Linhas de um conjunto de dados de segmentação
--------
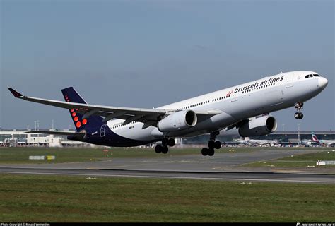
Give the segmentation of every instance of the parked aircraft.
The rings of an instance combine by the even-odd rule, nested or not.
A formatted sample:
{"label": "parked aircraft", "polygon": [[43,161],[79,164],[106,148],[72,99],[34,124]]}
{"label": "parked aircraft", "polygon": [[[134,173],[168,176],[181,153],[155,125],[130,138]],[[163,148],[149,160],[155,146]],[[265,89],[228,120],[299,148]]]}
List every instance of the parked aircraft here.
--------
• _TAREFA PROPOSTA_
Devolva as linhas de todos os itens acima sem nenhuma alteração, omitindo as imagens.

• _SOLUÇÃO DO EXERCÍCIO_
Give the segmentation of every instance of the parked aircraft.
The rings of an instance combine by the even-odd rule, nested or not.
A formatted sample:
{"label": "parked aircraft", "polygon": [[43,161],[79,164],[106,148],[72,99],[34,124]]}
{"label": "parked aircraft", "polygon": [[[134,173],[168,176],[181,153],[155,125],[130,138]],[[163,148],[149,160],[155,146]],[[265,89],[228,120],[299,148]]]}
List every instance of the parked aircraft here.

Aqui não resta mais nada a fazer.